* Gegebene Einträge
---*---

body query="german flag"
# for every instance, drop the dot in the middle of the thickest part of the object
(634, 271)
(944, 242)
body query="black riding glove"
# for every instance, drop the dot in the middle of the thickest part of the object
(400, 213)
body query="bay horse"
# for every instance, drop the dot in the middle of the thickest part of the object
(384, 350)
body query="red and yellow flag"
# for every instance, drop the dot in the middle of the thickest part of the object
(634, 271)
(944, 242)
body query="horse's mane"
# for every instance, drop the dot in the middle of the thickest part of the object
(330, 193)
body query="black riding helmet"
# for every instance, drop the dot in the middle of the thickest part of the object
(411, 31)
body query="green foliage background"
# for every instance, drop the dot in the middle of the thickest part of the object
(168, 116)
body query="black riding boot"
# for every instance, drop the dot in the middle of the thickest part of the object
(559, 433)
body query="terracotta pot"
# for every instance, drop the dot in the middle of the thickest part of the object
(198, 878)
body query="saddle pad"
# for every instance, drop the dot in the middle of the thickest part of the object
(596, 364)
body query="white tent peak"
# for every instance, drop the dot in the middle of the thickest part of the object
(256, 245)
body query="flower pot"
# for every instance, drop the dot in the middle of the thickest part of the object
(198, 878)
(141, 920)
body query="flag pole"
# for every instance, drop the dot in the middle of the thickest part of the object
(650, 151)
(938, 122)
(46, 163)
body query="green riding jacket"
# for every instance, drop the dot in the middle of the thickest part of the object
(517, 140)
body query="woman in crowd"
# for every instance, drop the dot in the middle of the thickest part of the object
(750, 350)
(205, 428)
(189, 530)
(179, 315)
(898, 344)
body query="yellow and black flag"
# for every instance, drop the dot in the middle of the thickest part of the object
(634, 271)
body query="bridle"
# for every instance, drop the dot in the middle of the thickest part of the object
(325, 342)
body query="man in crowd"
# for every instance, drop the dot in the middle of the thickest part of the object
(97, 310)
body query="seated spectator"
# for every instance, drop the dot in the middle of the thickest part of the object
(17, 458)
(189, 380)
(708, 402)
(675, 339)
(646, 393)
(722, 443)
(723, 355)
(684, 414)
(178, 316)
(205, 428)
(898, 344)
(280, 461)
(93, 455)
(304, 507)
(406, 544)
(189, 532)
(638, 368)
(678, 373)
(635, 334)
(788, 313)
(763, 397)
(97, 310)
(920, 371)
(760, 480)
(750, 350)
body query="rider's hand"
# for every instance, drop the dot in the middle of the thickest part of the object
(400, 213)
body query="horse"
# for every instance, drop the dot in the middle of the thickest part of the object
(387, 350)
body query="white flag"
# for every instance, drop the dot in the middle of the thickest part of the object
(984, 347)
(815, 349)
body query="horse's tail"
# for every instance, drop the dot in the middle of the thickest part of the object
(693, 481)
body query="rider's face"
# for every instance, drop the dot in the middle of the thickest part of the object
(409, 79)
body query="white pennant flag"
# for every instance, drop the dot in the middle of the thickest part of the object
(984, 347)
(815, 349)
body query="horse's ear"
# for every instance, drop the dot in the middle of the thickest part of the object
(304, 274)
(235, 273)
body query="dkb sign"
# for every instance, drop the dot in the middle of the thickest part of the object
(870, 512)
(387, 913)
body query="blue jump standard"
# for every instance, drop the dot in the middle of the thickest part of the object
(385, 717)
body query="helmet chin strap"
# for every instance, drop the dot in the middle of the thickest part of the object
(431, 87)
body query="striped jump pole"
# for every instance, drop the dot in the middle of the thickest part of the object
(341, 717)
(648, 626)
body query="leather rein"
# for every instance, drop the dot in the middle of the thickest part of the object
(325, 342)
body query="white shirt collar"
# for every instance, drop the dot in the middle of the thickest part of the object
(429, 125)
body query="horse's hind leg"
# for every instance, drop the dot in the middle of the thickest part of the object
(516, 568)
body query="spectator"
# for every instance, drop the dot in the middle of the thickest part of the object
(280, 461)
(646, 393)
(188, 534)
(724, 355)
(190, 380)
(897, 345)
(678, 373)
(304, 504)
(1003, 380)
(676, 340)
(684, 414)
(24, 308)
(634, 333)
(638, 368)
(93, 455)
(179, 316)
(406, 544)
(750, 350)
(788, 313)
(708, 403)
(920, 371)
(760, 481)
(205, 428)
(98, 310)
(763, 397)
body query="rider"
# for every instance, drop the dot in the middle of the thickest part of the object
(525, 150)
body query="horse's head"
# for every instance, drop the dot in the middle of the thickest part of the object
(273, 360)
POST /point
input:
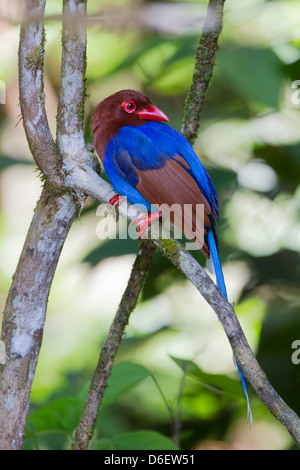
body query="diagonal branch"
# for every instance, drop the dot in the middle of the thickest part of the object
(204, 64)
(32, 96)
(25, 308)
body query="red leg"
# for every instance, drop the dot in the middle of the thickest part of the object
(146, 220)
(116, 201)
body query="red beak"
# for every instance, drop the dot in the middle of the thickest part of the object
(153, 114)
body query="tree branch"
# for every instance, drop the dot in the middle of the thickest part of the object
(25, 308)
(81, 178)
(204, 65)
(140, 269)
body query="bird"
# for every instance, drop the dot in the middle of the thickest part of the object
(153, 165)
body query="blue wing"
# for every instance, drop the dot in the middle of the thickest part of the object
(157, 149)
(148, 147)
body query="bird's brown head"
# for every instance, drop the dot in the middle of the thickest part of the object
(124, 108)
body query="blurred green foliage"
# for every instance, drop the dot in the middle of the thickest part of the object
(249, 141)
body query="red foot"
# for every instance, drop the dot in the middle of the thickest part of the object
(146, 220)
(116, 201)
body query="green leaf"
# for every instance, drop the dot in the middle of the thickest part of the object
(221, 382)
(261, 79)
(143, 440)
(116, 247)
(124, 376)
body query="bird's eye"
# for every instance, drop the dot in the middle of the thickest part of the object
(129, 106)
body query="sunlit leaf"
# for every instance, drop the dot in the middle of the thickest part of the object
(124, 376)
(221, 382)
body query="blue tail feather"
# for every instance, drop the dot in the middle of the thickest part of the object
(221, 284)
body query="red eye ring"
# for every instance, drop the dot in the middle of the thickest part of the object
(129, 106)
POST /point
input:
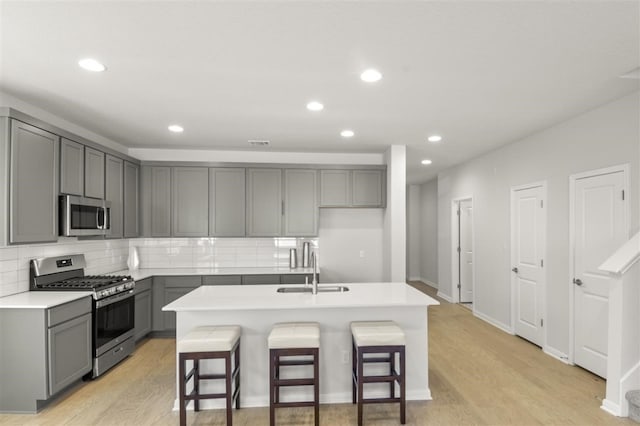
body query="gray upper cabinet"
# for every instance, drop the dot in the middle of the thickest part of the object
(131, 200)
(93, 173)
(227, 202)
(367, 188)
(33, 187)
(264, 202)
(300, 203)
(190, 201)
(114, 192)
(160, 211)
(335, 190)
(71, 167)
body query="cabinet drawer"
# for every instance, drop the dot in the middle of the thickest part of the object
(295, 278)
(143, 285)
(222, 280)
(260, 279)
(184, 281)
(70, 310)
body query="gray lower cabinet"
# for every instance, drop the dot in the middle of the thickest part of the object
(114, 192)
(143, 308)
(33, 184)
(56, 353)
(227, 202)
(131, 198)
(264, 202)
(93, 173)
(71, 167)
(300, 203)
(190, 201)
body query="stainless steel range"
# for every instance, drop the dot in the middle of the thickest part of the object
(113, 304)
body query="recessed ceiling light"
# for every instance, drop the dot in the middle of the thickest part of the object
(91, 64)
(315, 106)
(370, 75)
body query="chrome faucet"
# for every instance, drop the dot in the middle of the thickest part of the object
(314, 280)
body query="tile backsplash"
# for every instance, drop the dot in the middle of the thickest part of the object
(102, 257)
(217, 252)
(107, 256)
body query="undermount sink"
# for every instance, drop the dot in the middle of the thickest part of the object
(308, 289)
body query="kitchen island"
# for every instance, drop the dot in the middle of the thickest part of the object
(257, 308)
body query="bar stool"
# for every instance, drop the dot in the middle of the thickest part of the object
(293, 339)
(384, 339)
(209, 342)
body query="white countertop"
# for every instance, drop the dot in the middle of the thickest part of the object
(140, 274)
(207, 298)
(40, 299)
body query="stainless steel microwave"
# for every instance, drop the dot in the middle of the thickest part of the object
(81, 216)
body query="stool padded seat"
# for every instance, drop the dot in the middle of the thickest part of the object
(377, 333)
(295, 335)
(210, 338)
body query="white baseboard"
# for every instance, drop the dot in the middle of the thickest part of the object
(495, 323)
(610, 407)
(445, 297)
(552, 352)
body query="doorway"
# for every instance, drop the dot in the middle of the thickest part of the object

---*---

* Deine Aufgabe
Zeig jede Zeile aus den Einträgen oben, in der das Wort „helmet“ vorkommt. Dabei zählt Groß- und Kleinschreibung.

* Ergebnis dazu
body query="black riding helmet"
body query="helmet chin strap"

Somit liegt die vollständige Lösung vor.